-- Start Given data --

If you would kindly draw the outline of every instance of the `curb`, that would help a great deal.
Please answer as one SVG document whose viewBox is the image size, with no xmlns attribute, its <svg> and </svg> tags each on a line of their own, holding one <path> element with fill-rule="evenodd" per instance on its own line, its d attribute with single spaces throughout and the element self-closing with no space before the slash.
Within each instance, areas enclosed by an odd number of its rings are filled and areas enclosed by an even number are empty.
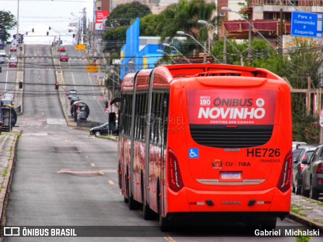
<svg viewBox="0 0 323 242">
<path fill-rule="evenodd" d="M 303 217 L 291 211 L 289 214 L 287 215 L 287 218 L 303 225 L 310 227 L 315 229 L 319 229 L 320 231 L 323 231 L 323 224 L 314 222 L 306 217 Z"/>
<path fill-rule="evenodd" d="M 6 207 L 5 204 L 7 203 L 7 196 L 8 191 L 10 190 L 10 184 L 11 182 L 11 178 L 13 174 L 13 169 L 14 166 L 15 162 L 16 162 L 16 151 L 17 149 L 17 144 L 18 141 L 18 139 L 20 134 L 21 134 L 21 131 L 19 130 L 17 132 L 15 132 L 17 135 L 16 137 L 13 140 L 12 144 L 13 148 L 11 149 L 10 151 L 10 157 L 8 159 L 8 174 L 4 179 L 4 182 L 2 184 L 2 190 L 0 194 L 0 225 L 3 226 L 3 215 L 4 213 L 4 208 Z M 0 240 L 1 241 L 1 240 Z"/>
</svg>

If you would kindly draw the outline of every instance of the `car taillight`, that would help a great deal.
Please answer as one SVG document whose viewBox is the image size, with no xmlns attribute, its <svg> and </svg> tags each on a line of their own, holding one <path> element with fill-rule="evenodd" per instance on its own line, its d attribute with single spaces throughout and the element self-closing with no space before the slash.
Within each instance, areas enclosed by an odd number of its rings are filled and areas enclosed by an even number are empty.
<svg viewBox="0 0 323 242">
<path fill-rule="evenodd" d="M 317 168 L 316 168 L 316 173 L 319 174 L 323 174 L 323 163 L 318 164 Z"/>
<path fill-rule="evenodd" d="M 177 192 L 184 187 L 177 157 L 172 150 L 168 150 L 168 184 L 171 189 Z"/>
<path fill-rule="evenodd" d="M 293 154 L 291 151 L 286 155 L 277 184 L 278 189 L 283 193 L 287 191 L 291 187 L 292 157 Z"/>
<path fill-rule="evenodd" d="M 303 171 L 303 170 L 306 165 L 305 164 L 301 164 L 301 171 Z"/>
</svg>

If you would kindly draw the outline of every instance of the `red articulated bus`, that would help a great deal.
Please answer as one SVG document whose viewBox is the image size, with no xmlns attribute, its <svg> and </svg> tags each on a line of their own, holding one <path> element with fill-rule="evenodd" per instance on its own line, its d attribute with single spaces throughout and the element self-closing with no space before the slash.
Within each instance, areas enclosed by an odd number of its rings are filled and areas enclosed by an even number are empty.
<svg viewBox="0 0 323 242">
<path fill-rule="evenodd" d="M 291 104 L 282 78 L 231 65 L 160 66 L 127 74 L 115 101 L 119 186 L 145 219 L 158 218 L 162 230 L 230 217 L 272 229 L 289 213 Z"/>
</svg>

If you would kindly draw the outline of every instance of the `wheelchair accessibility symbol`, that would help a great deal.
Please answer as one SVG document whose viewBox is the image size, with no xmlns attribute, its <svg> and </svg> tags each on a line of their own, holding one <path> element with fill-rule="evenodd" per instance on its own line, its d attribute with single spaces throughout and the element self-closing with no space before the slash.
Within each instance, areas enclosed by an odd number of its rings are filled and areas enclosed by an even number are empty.
<svg viewBox="0 0 323 242">
<path fill-rule="evenodd" d="M 198 148 L 190 148 L 188 149 L 188 158 L 198 158 Z"/>
</svg>

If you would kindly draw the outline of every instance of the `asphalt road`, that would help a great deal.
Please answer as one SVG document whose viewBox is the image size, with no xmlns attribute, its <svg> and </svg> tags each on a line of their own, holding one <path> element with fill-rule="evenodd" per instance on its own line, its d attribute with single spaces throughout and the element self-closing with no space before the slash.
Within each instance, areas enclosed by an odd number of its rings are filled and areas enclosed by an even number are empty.
<svg viewBox="0 0 323 242">
<path fill-rule="evenodd" d="M 47 51 L 33 46 L 26 50 L 40 55 Z M 10 237 L 4 241 L 295 241 L 292 237 L 244 236 L 233 226 L 224 231 L 161 232 L 157 221 L 144 220 L 142 211 L 129 210 L 123 201 L 116 171 L 117 143 L 69 127 L 53 91 L 56 80 L 50 59 L 28 62 L 6 225 L 95 226 L 90 228 L 98 230 L 91 237 Z M 48 65 L 44 68 L 42 63 Z M 278 223 L 279 228 L 297 225 L 287 219 Z M 99 237 L 107 231 L 115 236 Z M 310 241 L 321 241 L 321 237 Z"/>
</svg>

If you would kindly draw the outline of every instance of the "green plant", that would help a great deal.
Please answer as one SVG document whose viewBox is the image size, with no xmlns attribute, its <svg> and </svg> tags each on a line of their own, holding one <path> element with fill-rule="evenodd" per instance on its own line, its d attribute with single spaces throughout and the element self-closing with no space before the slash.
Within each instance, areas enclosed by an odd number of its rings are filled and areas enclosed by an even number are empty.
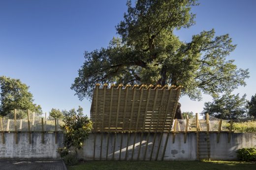
<svg viewBox="0 0 256 170">
<path fill-rule="evenodd" d="M 65 116 L 64 121 L 61 129 L 64 134 L 64 147 L 59 148 L 57 152 L 66 161 L 73 162 L 73 158 L 66 157 L 70 153 L 77 159 L 77 151 L 82 148 L 83 142 L 92 130 L 93 123 L 87 116 L 79 114 Z"/>
<path fill-rule="evenodd" d="M 238 149 L 236 153 L 237 153 L 237 158 L 241 160 L 256 161 L 256 148 L 242 148 Z"/>
</svg>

-- End Given data --

- [Job]
Collect every line in the rows above containing the word "that". Case counts.

- [Solution]
If you would kindly draw the outline of every instance of the `curb`, that would help a great deal.
If you would kindly draw the outline of every instance of the `car taillight`, that would help a great deal.
If you would kindly draw the outline of every instance of the `red articulated bus`, that would help a great deal.
If you would kindly draw the outline of every instance of the `wheelchair accessibility symbol`, that would help a great deal.
If you would kindly draw the outline of every instance of the `asphalt road`, that would help a great deal.
If you would kindly draw the outline of every instance of the "green plant", that would help a great deal.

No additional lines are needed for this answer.